/---

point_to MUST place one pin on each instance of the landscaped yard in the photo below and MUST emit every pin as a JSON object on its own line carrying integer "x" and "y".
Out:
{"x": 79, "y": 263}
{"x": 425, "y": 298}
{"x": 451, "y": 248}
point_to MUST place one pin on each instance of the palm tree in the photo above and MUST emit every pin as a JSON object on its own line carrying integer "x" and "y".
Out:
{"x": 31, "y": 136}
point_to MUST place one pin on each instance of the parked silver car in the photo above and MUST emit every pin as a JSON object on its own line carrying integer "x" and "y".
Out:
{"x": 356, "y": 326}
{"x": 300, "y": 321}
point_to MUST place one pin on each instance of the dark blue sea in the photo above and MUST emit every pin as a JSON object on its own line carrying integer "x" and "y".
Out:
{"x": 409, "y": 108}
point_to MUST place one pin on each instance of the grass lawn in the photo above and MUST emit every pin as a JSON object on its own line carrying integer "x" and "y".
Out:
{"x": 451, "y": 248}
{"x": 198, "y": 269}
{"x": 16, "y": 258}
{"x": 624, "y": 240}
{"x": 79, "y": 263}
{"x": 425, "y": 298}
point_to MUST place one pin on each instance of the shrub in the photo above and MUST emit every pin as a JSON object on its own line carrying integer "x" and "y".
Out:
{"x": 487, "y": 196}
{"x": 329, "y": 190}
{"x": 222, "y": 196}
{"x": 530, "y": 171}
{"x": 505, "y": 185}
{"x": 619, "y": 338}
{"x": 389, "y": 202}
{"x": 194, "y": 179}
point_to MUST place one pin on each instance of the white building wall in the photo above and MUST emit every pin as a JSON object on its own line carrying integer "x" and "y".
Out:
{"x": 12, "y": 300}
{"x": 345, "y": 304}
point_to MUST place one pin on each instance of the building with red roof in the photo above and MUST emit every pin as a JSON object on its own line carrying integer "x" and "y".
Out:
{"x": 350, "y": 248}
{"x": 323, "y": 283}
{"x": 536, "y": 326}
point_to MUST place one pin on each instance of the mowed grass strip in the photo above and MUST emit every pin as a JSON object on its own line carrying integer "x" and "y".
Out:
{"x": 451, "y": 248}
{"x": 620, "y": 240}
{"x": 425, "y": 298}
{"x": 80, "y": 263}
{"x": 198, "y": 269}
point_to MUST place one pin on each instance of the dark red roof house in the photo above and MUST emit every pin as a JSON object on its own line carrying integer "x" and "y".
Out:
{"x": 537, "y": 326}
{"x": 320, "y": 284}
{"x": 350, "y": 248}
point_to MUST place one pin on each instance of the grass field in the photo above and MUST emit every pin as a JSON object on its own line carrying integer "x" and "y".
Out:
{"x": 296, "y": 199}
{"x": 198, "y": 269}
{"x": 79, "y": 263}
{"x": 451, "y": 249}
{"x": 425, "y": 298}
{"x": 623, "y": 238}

\---

From the first line to the last, return the material exactly.

point_to MUST place one pin on each instance of the landscaped yard in the photo below and MUST emit every pin as a JSON object on its own line carrying integer "x" and "y".
Out:
{"x": 79, "y": 263}
{"x": 425, "y": 298}
{"x": 451, "y": 248}
point_to MUST place one pin on each instance of the palm tree in the photo above and MUST emit every pin as a JSON object on its own line carrying integer "x" and "y".
Out:
{"x": 31, "y": 136}
point_to MUST place one pin on each instance of the parked silver car in the photo above and MUST emit every pin as a JSON object on its own line carrying integer "x" and "y".
Out:
{"x": 356, "y": 326}
{"x": 300, "y": 321}
point_to MUST place one pin on each instance of the dark blue sea in the photo above and MUST emit every pin as a JSON object on its own line carrying integer "x" and "y".
Out:
{"x": 409, "y": 108}
point_to MUST place one pin on each instance of the grass lawn in the photo above and MUST emit every pin as a JSON object on its own line carrying integer "x" and "y".
Out:
{"x": 451, "y": 248}
{"x": 198, "y": 269}
{"x": 16, "y": 258}
{"x": 624, "y": 240}
{"x": 79, "y": 263}
{"x": 425, "y": 298}
point_to MUST place one pin on each instance of the shrub in the photo above and MUST emit every pin as a JSON object on its own line carrying integer "x" and "y".
Out:
{"x": 487, "y": 196}
{"x": 329, "y": 190}
{"x": 222, "y": 196}
{"x": 530, "y": 171}
{"x": 505, "y": 185}
{"x": 619, "y": 338}
{"x": 389, "y": 202}
{"x": 194, "y": 179}
point_to MUST place one pin on each instance of the white building wall in the photo above and MUST emit every pin as a JSON object on its own line carrying integer "x" and "y".
Out:
{"x": 12, "y": 300}
{"x": 345, "y": 304}
point_to MUST place one pin on each instance of the building with red roof in the photo above and MUST emit every pin as a JSON object on its own line carrying integer "x" and "y".
Out:
{"x": 350, "y": 248}
{"x": 323, "y": 283}
{"x": 536, "y": 326}
point_to MUST place one pin on each instance of the mowed grass strip in the photo above and MUST emit every pin as a JSON object on its own line carrying integer "x" and "y".
Out:
{"x": 451, "y": 248}
{"x": 620, "y": 240}
{"x": 425, "y": 298}
{"x": 80, "y": 263}
{"x": 198, "y": 269}
point_to MUST place one pin on each instance of the dark red roof house in the photo above and MUST emit every pin as a JSON object on its own line carrying integer "x" and "y".
Out:
{"x": 537, "y": 326}
{"x": 320, "y": 284}
{"x": 350, "y": 248}
point_to MUST place one pin on each instance of the grass field in the photo above and MUST emit every pin as a JSON object on its own line carrying integer "x" and "y".
Out:
{"x": 296, "y": 199}
{"x": 198, "y": 269}
{"x": 79, "y": 263}
{"x": 451, "y": 249}
{"x": 425, "y": 298}
{"x": 623, "y": 238}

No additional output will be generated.